TEXT TO READ
****************************************

The introduction of this feature in the Meditech system has involved two devices: RPI master and RPI slave3 hosting the Cirrus Logic Audio Card.

One of the biggest issues is that as the audio card uses its own custom distribution of the raspian linux with a real-time kernel. Unfortunately it does not support the standard apt-get update and apt-get upgrade features: In few words, the raspian version of the RPI slave 3 should never be updated and there are very few packages that can be installed on this version. In fact the audio card performances are very good and are used for the microphonic stethoscope probe so it is not the worth to replace this hardware with a more flexible one penalising the quality.

Last but not least, the text strings are managed by the controller application installed on the RPI master device.

How it works

The scheme below shows the implementation architecture of the TTS feature in the Meditech device.

The synthesized strings can be disabled with the mute button on the controller. When the synthesis is active when the user press a command on the controller the Meditech speakers says a short contextual sentence. The video below shows the interaction effect.

TTS sentences generation

The voice synthesis does not need to be used at runtime. To be more clear, this must not used for at least two reasons: the voice synthesis is a resource consuming process and the sentences changes only when a new version of the applications is released. So what we really need is a TTS reliable system that should be run once and a good method to store audio text files on the RPI master device, where there is sufficient space as it has the 120 Gb SSD disk attached.

The synthesis tool

The TTS tool that has been adopted is festival that for many reasons if highly customizable, efficient yet reliable, runs on raspian linux and has a good environment for custom commands, voices definitions and more. The Festival Speech Synthesis System has been developed by the Centre for Speech Technology Research of the University of Edinburgh; it is a long-term project, started in 1984 that is already maintained with a wide community of users and developers sharing their knowledge. The actual version that can also be found in the raspian repository is the 2.4 of the end of 2014.

To install Festival in the Raspberry PI 2 (it works fine also in the B+ 512K) it is needed a simple operation:

sudo apt-get install festival

As the installation provided by the official raspian linux distribution, the best results can be obtained with a more in-depth analisys of the Festival features. To achieve good audible results and understanding a bit more the fascinating world of the Text-to-speech synthesys I strongly suggest to download the Festival package and compile it separately to have more voices, intonations and tools that can dramatically improve the features provided with the standard installation. Not required but it is a good advantage, an average knowledge on how the lisp language works. As a matter of fact Festival can run in command mode or process batch commands expressed with Scheme list sentences that is a variant of the official lisp language.

****************************************

MATERIAL PROVIDED
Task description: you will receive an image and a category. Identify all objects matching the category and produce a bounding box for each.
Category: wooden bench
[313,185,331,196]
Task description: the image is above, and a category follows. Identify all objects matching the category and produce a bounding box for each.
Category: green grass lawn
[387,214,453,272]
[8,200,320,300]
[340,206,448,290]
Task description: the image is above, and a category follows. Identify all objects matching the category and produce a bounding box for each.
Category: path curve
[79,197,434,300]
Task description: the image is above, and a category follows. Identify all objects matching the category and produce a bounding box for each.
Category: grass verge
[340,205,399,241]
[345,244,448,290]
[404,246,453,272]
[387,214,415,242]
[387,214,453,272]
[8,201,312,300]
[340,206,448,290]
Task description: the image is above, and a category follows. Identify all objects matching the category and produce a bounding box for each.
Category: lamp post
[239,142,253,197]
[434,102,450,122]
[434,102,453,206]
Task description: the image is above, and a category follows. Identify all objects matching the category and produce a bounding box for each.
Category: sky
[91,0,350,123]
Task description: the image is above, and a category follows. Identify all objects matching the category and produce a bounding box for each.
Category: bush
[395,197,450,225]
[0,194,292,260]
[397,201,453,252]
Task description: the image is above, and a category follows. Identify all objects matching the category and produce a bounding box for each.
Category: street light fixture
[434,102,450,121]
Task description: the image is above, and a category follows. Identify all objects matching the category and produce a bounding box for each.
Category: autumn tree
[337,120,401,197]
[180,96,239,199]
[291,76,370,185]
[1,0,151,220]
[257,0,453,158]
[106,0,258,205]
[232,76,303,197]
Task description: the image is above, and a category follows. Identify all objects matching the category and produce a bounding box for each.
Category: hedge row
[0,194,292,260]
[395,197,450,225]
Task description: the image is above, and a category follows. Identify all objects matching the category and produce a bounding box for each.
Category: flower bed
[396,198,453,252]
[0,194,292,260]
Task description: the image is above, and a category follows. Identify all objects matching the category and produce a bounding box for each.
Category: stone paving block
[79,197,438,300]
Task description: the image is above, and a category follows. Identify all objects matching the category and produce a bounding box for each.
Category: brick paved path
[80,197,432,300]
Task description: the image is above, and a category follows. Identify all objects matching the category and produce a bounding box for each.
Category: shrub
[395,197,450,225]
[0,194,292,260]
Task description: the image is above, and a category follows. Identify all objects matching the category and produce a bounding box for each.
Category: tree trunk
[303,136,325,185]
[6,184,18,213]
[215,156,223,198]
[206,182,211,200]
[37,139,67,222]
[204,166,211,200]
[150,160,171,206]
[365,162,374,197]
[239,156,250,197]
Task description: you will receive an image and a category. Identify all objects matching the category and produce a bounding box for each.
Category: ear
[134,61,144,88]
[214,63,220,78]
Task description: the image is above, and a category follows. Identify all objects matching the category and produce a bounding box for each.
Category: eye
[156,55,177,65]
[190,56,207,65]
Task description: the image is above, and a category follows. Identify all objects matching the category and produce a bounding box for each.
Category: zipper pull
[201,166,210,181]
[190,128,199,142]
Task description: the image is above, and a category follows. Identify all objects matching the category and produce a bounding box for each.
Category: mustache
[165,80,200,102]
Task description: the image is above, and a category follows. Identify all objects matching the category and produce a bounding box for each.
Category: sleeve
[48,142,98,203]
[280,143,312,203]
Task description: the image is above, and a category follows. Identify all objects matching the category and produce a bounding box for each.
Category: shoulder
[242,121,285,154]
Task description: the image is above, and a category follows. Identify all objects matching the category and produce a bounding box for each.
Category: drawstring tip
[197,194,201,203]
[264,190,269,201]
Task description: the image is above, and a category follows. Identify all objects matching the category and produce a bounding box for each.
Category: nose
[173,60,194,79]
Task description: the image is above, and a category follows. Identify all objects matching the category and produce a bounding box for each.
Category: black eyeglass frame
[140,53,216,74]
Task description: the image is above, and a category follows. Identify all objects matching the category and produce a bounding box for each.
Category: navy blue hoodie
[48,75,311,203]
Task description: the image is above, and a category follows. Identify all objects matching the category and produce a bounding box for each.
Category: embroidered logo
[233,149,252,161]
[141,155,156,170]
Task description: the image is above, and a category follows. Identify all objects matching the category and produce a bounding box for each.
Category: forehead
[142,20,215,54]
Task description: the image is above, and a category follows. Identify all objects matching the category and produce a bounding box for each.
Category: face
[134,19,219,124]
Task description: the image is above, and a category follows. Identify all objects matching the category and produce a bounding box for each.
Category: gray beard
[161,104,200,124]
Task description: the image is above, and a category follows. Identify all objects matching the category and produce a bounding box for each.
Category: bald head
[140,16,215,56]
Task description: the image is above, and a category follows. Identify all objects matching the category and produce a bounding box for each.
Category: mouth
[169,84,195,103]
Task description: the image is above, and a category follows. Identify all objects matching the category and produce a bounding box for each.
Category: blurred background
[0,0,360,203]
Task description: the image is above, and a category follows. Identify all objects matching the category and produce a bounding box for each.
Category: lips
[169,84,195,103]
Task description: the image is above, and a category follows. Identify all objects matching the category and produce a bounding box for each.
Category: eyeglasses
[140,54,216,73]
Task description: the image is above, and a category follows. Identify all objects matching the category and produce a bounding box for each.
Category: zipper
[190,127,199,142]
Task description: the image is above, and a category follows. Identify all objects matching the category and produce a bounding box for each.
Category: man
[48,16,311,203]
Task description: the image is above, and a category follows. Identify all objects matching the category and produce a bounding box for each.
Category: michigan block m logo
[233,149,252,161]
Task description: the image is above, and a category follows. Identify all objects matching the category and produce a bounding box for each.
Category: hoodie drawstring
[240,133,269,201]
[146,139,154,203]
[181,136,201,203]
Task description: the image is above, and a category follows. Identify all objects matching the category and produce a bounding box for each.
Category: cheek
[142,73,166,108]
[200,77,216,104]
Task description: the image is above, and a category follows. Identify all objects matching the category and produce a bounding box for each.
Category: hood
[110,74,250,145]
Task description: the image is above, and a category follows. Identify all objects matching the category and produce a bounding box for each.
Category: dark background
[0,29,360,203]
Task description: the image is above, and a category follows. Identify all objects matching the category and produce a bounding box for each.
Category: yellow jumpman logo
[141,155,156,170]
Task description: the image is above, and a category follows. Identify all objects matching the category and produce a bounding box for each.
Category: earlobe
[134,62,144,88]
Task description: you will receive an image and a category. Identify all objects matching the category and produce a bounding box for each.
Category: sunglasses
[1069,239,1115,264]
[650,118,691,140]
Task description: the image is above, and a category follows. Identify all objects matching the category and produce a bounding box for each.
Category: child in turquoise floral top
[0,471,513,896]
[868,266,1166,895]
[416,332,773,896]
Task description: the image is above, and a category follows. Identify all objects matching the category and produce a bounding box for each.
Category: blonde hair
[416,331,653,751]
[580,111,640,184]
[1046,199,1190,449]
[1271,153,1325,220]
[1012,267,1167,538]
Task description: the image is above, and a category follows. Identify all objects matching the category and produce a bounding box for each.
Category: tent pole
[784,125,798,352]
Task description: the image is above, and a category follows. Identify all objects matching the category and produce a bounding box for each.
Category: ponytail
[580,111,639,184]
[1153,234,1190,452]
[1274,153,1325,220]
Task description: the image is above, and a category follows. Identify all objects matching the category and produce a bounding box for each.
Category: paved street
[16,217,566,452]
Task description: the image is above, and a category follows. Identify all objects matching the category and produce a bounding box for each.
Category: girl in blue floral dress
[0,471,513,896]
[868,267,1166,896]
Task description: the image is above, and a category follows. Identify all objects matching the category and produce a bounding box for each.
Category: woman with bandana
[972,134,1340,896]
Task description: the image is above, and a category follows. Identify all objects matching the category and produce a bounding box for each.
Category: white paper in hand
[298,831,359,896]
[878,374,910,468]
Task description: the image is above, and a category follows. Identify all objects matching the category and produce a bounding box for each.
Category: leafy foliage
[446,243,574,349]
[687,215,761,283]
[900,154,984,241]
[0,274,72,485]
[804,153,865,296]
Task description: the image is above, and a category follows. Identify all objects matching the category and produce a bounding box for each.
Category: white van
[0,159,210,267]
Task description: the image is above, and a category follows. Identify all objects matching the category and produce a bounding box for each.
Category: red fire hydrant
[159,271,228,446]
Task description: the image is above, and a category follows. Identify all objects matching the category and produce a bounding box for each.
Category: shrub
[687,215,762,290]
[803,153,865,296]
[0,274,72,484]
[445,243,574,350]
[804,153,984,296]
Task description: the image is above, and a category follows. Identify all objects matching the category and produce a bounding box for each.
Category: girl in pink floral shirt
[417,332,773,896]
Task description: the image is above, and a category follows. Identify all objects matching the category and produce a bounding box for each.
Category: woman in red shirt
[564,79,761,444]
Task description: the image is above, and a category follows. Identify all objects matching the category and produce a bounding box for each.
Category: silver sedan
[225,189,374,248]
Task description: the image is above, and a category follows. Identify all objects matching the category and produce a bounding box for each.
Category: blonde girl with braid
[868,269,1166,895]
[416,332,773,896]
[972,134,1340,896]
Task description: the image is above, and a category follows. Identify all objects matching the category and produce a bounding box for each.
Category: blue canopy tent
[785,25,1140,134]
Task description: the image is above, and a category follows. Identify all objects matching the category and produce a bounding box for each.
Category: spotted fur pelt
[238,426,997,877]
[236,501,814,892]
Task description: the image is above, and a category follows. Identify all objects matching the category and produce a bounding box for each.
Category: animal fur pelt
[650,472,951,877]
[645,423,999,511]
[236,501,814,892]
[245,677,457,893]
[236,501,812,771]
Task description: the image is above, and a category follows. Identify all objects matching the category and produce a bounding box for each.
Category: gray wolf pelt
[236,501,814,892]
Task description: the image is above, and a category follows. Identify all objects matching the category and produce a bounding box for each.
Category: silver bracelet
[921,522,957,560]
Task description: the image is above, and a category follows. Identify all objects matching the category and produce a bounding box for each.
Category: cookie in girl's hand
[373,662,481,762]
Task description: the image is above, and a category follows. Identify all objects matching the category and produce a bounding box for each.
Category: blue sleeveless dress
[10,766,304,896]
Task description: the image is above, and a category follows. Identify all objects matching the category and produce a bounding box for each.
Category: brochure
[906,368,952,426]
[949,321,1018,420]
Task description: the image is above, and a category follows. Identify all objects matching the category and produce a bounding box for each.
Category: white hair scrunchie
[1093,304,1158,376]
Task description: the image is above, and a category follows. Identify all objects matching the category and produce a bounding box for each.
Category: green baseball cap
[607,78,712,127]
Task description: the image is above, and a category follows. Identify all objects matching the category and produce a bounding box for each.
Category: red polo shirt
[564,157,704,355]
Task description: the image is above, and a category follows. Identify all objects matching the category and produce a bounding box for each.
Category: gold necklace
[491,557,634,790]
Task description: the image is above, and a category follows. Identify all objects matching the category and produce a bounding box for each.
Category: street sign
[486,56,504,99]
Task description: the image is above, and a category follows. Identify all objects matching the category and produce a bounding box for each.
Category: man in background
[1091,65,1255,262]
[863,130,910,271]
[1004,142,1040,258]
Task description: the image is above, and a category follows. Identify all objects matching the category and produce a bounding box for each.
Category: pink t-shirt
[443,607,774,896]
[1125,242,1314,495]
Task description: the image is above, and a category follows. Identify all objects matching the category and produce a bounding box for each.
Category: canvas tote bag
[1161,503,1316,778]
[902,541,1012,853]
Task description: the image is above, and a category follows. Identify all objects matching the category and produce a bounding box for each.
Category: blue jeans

****************************************

REQUIRED TASKS
(1) Decide whether each statement agrees with the text on text-to-speech in the Meditech system. Answer yes or no, and quote the deciding words of the text.
(a) The Festival Speech Synthesis System was developed by the Centre for Speech Technology Research of the University of Edinburgh.
(b) The text strings are managed by an application installed on the RPI slave 3.
(c) The voice synthesis is supposed to run every time the user presses a command.
(2) Reproduce the records without any changes, from their first line through the line holding "[79,197,434,300]", inclusive.

RESPONSES FOR EACH TASK
(1)
(a) Yes: "The Festival Speech Synthesis System has been developed by the Centre for Speech Technology Research of the University of Edinburgh"
(b) No: "the text strings are managed by the controller application installed on the RPI master device"
(c) No: "The voice synthesis does not need to be used at runtime."

(2)
Task description: you will receive an image and a category. Identify all objects matching the category and produce a bounding box for each.
Category: wooden bench
[313,185,331,196]
Task description: the image is above, and a category follows. Identify all objects matching the category and produce a bounding box for each.
Category: green grass lawn
[387,214,453,272]
[8,200,320,300]
[340,206,448,290]
Task description: the image is above, and a category follows. Identify all objects matching the category and produce a bounding box for each.
Category: path curve
[79,197,434,300]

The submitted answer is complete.